**EXERCISE REQUIREMENTS:**
Copy each of the records below exactly, line for line, without changing any character.

**DATASET ENTRIES:**
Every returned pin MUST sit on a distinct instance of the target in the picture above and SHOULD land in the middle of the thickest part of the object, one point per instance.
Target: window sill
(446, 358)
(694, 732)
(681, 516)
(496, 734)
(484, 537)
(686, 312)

**ANSWER TO THE EXERCISE:**
Every returned pin MUST sit on a distinct instance of the target in the picture above and SHOULD land in the middle of the thickest part of the object, one point per instance.
Target: window sill
(446, 358)
(694, 732)
(681, 516)
(496, 734)
(484, 537)
(686, 312)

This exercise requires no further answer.